(Records from a collection)
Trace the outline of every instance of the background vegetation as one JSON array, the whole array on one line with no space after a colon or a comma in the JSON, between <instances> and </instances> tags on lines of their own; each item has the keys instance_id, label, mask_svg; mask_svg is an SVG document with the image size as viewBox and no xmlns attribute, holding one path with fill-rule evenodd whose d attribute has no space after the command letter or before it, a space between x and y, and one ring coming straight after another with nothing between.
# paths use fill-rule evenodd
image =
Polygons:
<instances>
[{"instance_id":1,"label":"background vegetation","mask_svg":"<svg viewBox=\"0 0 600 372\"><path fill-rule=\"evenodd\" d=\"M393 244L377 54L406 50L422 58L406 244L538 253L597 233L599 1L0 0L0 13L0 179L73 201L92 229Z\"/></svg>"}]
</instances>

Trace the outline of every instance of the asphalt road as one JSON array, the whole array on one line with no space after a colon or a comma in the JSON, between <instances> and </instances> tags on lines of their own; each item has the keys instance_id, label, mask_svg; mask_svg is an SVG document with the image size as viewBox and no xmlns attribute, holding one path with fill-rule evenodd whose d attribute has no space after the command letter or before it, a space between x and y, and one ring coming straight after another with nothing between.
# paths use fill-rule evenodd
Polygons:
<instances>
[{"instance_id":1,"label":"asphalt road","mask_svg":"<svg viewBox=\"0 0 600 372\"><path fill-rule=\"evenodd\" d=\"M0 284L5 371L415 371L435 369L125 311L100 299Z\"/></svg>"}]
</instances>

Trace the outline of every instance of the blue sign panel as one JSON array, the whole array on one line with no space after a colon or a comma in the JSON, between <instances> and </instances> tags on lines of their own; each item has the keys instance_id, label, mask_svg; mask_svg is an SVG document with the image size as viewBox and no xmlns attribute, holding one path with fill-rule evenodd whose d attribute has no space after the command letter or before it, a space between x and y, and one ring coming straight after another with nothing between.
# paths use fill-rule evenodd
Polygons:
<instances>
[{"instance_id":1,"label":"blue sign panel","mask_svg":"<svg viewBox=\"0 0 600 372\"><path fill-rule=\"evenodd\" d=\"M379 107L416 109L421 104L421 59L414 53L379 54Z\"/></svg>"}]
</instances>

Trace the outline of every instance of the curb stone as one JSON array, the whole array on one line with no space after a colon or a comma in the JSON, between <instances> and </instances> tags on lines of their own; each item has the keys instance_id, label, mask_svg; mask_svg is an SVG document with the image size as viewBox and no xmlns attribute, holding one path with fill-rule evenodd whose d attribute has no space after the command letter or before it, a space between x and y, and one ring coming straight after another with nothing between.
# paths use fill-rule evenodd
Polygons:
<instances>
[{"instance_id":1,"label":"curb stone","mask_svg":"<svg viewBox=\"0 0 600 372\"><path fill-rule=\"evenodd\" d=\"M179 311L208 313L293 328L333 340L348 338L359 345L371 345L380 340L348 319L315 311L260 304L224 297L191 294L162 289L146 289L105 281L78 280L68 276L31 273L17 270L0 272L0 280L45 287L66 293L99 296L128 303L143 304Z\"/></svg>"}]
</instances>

(Exercise brief)
Copy all of the data exactly. Skip nothing.

(Solution)
Trace the outline of every instance of the background vegetation as one JSON array, the whole array on one line with no space after a colon or a comma in the JSON, between <instances> and </instances> tags on lines of their own; each item has the keys instance_id, label, mask_svg; mask_svg is an SVG document with the image size as viewBox and no xmlns attribute, holding one path with fill-rule evenodd whose d attribute has no space after the command letter or before it, a space between x and y, and one ring coming straight after another with nothing between.
# paths use fill-rule evenodd
image =
Polygons:
<instances>
[{"instance_id":1,"label":"background vegetation","mask_svg":"<svg viewBox=\"0 0 600 372\"><path fill-rule=\"evenodd\" d=\"M393 244L377 54L406 50L422 58L406 244L538 253L597 233L599 1L0 0L0 13L0 179L73 201L92 229Z\"/></svg>"}]
</instances>

Trace the outline of every instance of the asphalt road as one JSON array, the whole array on one line with no space after a colon or a comma in the JSON, between <instances> and </instances> tags on lines of their own; each item has the keys instance_id, label, mask_svg; mask_svg is an SVG document with the image size as viewBox and no xmlns attribute, holding one path with fill-rule evenodd whose d attribute has no space after the command letter or before it, a space between x and y, and one ring coming straight after another with nothing between.
# paths use fill-rule evenodd
Polygons:
<instances>
[{"instance_id":1,"label":"asphalt road","mask_svg":"<svg viewBox=\"0 0 600 372\"><path fill-rule=\"evenodd\" d=\"M0 284L5 371L415 371L435 369L125 311L100 299Z\"/></svg>"}]
</instances>

Trace the outline of every instance of the blue sign panel as one JSON array, the whole array on one line with no space after a colon or a comma in the JSON, between <instances> and </instances> tags on lines of their own; each item has the keys instance_id, label, mask_svg; mask_svg is an SVG document with the image size as viewBox and no xmlns attribute, holding one path with fill-rule evenodd whose d attribute has no space after the command letter or before it, a space between x and y, and one ring coming straight after another with nothing between.
# paths use fill-rule evenodd
Polygons:
<instances>
[{"instance_id":1,"label":"blue sign panel","mask_svg":"<svg viewBox=\"0 0 600 372\"><path fill-rule=\"evenodd\" d=\"M379 107L416 109L421 104L421 59L414 53L379 54Z\"/></svg>"}]
</instances>

Trace the outline of every instance of the curb stone as one JSON array, the whole array on one line with no space after a colon or a comma in the JSON, between <instances> and </instances> tags on lines of their own; each item has the keys instance_id, label, mask_svg; mask_svg is an SVG document with the image size as viewBox and no xmlns attribute, holding one path with fill-rule evenodd whose d attribute has no space after the command letter or before it, a space between x and y, and one ring coming straight after another with nothing between.
# paths use fill-rule evenodd
Polygons:
<instances>
[{"instance_id":1,"label":"curb stone","mask_svg":"<svg viewBox=\"0 0 600 372\"><path fill-rule=\"evenodd\" d=\"M179 311L208 313L293 328L333 340L348 338L359 345L371 345L380 340L348 319L315 311L260 304L224 297L191 294L162 289L146 289L105 281L78 280L68 276L31 273L17 270L0 272L0 280L45 287L66 293L99 296L128 303L143 304Z\"/></svg>"}]
</instances>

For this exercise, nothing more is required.